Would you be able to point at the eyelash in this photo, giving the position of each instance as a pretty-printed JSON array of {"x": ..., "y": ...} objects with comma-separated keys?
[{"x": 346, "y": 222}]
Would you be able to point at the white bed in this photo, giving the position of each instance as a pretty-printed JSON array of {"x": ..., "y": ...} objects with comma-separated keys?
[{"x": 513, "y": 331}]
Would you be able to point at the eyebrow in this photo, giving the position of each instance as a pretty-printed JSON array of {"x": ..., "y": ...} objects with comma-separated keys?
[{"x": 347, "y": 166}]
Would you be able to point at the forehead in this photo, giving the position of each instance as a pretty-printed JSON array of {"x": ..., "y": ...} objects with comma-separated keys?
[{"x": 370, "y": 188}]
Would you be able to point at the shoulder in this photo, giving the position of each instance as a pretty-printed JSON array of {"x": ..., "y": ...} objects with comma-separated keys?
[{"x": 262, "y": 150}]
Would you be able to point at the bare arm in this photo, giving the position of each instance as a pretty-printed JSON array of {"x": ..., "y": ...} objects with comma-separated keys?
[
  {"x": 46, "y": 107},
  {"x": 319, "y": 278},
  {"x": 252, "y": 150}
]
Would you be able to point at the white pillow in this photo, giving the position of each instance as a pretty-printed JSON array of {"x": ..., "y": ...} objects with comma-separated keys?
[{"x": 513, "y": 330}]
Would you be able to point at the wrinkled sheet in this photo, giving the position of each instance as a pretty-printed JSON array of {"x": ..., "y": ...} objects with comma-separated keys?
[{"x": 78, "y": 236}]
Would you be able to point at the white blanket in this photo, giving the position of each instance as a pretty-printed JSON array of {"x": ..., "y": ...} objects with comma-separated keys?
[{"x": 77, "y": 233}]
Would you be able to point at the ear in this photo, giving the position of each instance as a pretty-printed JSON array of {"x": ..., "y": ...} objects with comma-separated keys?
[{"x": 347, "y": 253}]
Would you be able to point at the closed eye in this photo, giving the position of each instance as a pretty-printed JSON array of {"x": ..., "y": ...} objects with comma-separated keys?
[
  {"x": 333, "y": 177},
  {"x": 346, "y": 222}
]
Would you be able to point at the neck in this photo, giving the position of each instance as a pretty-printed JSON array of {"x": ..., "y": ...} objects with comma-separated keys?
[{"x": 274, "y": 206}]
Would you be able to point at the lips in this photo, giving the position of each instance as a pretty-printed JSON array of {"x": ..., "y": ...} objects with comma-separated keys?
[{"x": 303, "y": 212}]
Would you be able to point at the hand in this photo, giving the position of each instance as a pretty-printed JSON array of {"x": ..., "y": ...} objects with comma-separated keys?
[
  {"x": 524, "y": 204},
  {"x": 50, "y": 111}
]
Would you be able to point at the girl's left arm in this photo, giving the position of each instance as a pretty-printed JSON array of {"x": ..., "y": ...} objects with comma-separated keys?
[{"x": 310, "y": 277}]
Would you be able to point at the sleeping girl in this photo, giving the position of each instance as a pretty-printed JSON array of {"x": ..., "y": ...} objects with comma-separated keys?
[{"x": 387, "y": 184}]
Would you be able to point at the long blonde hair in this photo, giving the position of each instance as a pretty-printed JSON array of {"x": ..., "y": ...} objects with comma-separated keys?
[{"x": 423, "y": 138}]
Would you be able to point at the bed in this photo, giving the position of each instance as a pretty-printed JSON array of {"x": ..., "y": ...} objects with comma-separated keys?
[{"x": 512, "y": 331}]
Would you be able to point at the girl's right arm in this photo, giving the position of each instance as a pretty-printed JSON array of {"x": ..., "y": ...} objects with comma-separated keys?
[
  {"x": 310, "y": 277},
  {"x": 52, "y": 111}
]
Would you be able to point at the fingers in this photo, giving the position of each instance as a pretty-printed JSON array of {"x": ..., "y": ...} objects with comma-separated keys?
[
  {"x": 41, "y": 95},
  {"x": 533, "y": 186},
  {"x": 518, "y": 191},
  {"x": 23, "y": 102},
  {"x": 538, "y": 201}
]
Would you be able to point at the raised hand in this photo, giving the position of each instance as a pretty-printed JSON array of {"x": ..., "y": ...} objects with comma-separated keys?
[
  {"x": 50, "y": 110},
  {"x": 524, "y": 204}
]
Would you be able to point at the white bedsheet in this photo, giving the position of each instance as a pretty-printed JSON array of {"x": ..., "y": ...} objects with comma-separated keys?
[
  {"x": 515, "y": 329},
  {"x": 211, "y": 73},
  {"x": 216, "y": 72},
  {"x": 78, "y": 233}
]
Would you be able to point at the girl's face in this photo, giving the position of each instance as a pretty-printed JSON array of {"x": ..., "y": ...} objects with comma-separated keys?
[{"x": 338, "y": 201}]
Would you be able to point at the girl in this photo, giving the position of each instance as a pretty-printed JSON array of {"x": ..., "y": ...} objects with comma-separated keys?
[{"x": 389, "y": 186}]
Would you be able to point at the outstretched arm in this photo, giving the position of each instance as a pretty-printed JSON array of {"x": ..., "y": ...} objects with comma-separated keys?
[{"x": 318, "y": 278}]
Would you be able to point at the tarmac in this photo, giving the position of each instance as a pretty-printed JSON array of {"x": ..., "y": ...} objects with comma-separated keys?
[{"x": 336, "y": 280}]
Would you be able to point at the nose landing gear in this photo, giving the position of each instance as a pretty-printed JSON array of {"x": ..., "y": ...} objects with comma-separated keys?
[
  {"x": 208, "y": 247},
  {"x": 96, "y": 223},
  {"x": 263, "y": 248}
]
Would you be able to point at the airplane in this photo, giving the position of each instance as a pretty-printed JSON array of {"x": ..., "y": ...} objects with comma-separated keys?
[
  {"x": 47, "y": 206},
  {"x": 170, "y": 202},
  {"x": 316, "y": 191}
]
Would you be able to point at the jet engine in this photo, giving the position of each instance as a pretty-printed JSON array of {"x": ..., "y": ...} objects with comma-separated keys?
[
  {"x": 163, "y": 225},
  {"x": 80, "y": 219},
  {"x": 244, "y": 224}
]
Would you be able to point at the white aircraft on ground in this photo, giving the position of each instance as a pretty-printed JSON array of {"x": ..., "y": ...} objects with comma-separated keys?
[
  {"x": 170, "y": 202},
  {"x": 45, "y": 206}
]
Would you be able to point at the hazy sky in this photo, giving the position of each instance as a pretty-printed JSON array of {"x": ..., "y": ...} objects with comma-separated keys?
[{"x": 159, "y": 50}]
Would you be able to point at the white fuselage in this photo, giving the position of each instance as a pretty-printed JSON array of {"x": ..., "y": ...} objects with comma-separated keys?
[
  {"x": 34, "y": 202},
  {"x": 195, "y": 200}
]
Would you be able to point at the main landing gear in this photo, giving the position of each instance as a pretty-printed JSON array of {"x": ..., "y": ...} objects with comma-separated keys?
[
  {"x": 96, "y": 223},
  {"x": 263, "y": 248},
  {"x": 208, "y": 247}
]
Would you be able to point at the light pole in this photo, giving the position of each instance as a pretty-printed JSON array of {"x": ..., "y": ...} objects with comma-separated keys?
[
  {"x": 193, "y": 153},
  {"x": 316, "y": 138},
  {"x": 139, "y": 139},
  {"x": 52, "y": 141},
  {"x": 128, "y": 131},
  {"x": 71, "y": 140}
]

• Problem description
Would you write out the whole listing word for word?

• Task response
Would you be able to point at the eyelash in this photo, giving the position of each instance as a pretty-printed JSON array of {"x": ..., "y": ...} objects with comma-separated keys?
[{"x": 346, "y": 222}]
Would you be able to point at the white bed in this photo, giving the position of each instance as a pretty-printed JSON array of {"x": ..., "y": ...} objects with comma-separated keys?
[{"x": 513, "y": 331}]
Would you be able to point at the eyebrow in this photo, giving the position of each instance as a pretty-printed JSON array of {"x": ..., "y": ...} objects with comma-separated keys?
[{"x": 347, "y": 166}]
Would you be able to point at the forehead in this photo, giving the position of each instance as a pretty-printed JSON array of {"x": ..., "y": ...} objects with comma-separated keys?
[{"x": 370, "y": 188}]
Would you be able to point at the shoulder in this photo, giving the position of each instance as a pretty-printed JSON array of {"x": ..., "y": ...} objects with comma-separated keys?
[{"x": 262, "y": 150}]
Would you be able to point at the bare arm in this photo, giving the position of each instance as a pretty-printed JSON array of {"x": ..., "y": ...} objects with comma-separated keys?
[
  {"x": 46, "y": 107},
  {"x": 319, "y": 278},
  {"x": 252, "y": 150}
]
Would you be able to point at the white pillow in this photo, giving the position of each instance as a pretty-printed JSON array of {"x": ..., "y": ...} objects with comma-separated keys?
[{"x": 513, "y": 330}]
Would you be able to point at the wrinkled sheet in this photo, giving the position of each instance as a pretty-printed JSON array of {"x": ..., "y": ...} objects with comma-separated keys?
[{"x": 78, "y": 236}]
Would you be able to point at the white blanket in this photo, giving the position of each instance as a pretty-printed JSON array of {"x": ..., "y": ...} objects with comma-separated keys?
[{"x": 77, "y": 233}]
Would you be able to point at the ear in this photo, giving the position of each instance as a pretty-printed JSON array of {"x": ..., "y": ...} objects with comma-separated keys?
[{"x": 347, "y": 253}]
Would you be able to point at the closed eye in this photo, giving the position of each instance as a pretty-printed JSON array of {"x": ..., "y": ...} objects with comma-separated keys?
[
  {"x": 333, "y": 177},
  {"x": 346, "y": 222}
]
Would you be able to point at the neck in this photo, giving the position of each instance as a pretty-printed JSON array of {"x": ..., "y": ...} objects with comma-separated keys?
[{"x": 274, "y": 206}]
Would you be able to point at the lips in this photo, giving the position of each instance as a pretty-printed JSON array of {"x": ..., "y": ...} objects with comma-separated keys?
[{"x": 303, "y": 212}]
Would you be able to point at the hand in this photo, giving the position of each instance as a pretty-printed JSON array of {"x": ..., "y": ...} objects with comma-separated keys?
[
  {"x": 524, "y": 204},
  {"x": 50, "y": 111}
]
Would you be able to point at the girl's left arm in this photo, giving the position of each instance as a pretty-printed JSON array of {"x": ..., "y": ...} objects with comma-separated keys?
[{"x": 310, "y": 277}]
Would you be able to point at the sleeping girl in this photo, giving the position of each instance as a pretty-printed JSON array of {"x": ..., "y": ...} objects with comma-separated keys?
[{"x": 387, "y": 184}]
Would you be able to point at the long blonde hair in this photo, giving the position of each instance as a pretty-printed JSON array of {"x": ..., "y": ...} objects with comma-separated keys?
[{"x": 423, "y": 138}]
Would you be able to point at the bed in this photo, giving the position of each instance as a pretty-printed JSON array of {"x": ..., "y": ...} objects with comma-separated keys?
[{"x": 512, "y": 331}]
Would you be able to point at the girl's right arm in this photo, giving the position of each instance as a pretty-printed JSON array of {"x": ..., "y": ...} objects with comma-separated keys?
[
  {"x": 310, "y": 277},
  {"x": 52, "y": 111}
]
Would you be able to point at the fingers in this photo, giving the position of each instance as a pretty-printed JSON array of {"x": ..., "y": ...} objects with comma-separated keys?
[
  {"x": 41, "y": 95},
  {"x": 533, "y": 186},
  {"x": 518, "y": 191},
  {"x": 23, "y": 102},
  {"x": 538, "y": 201}
]
Would you be able to point at the raised hand in this photo, giving the position of each instance as a pretty-printed JSON array of {"x": ..., "y": ...} objects with comma-separated keys?
[
  {"x": 50, "y": 110},
  {"x": 524, "y": 204}
]
Would you be able to point at the white bedsheet in this photo, giving the position of each instance as a pretty-printed JSON array of {"x": ..., "y": ...} objects with comma-separated keys?
[
  {"x": 515, "y": 329},
  {"x": 211, "y": 73},
  {"x": 216, "y": 72},
  {"x": 78, "y": 233}
]
Would you be able to point at the girl's face in this photo, giving the position of each instance as a pretty-printed JSON array of {"x": ..., "y": ...} objects with comma-separated keys?
[{"x": 338, "y": 201}]
Would you be able to point at the girl in this photo, giving the position of each instance as a pretty-printed JSON array of {"x": ..., "y": ...} objects with comma-separated keys?
[{"x": 389, "y": 186}]
Would you be able to point at the outstretched arm in this photo, giving the position of each instance as a pretty-printed JSON array of {"x": ..., "y": ...} objects with comma-separated keys?
[{"x": 318, "y": 278}]
Would you be able to point at the tarmac in this photo, giving the position of each instance as a pretty-printed JSON array of {"x": ..., "y": ...} objects with comma-separated keys?
[{"x": 336, "y": 280}]
Would you be able to point at the nose landing gear in this photo, giving the position of each instance as a pretty-printed JSON array of {"x": ..., "y": ...} objects with comma-separated keys?
[
  {"x": 208, "y": 247},
  {"x": 96, "y": 223},
  {"x": 263, "y": 248}
]
Would you be able to point at the airplane in this photo, giving the position of each instance as a pretty-printed JSON array of {"x": ..., "y": ...} objects with comma-separated keys?
[
  {"x": 47, "y": 206},
  {"x": 170, "y": 202},
  {"x": 316, "y": 191}
]
Would you be able to point at the jet engine in this photo, giving the position of each instance as a pretty-printed JSON array of {"x": ..., "y": ...} objects with comma-separated keys?
[
  {"x": 163, "y": 225},
  {"x": 80, "y": 219},
  {"x": 244, "y": 224}
]
Would you be able to point at the white aircraft on ground in this photo, giving the position of each instance as a pretty-printed JSON array of {"x": ..., "y": ...} objects with comma-separated keys?
[
  {"x": 170, "y": 202},
  {"x": 45, "y": 206}
]
Would you be able to point at the hazy sky in this photo, giving the position of each instance as a pretty-printed JSON array of {"x": ..., "y": ...} objects with comma-separated keys?
[{"x": 159, "y": 50}]
Would you be able to point at the white fuselage in this photo, giving the position of each instance as a pretty-printed JSON array of {"x": ..., "y": ...} objects with comma-separated keys?
[
  {"x": 34, "y": 202},
  {"x": 195, "y": 200}
]
Would you be able to point at the main landing gear in this photo, giving the position of each instance as a pretty-printed JSON array of {"x": ..., "y": ...} objects with comma-separated keys?
[
  {"x": 96, "y": 223},
  {"x": 263, "y": 248},
  {"x": 208, "y": 247}
]
Would you be able to point at the light pole in this photo, giving the position of each instance as a pretty-printed JSON array of {"x": ..., "y": ...} objects with comma-separated keys?
[
  {"x": 193, "y": 153},
  {"x": 316, "y": 138},
  {"x": 139, "y": 139},
  {"x": 52, "y": 141},
  {"x": 128, "y": 131},
  {"x": 71, "y": 140}
]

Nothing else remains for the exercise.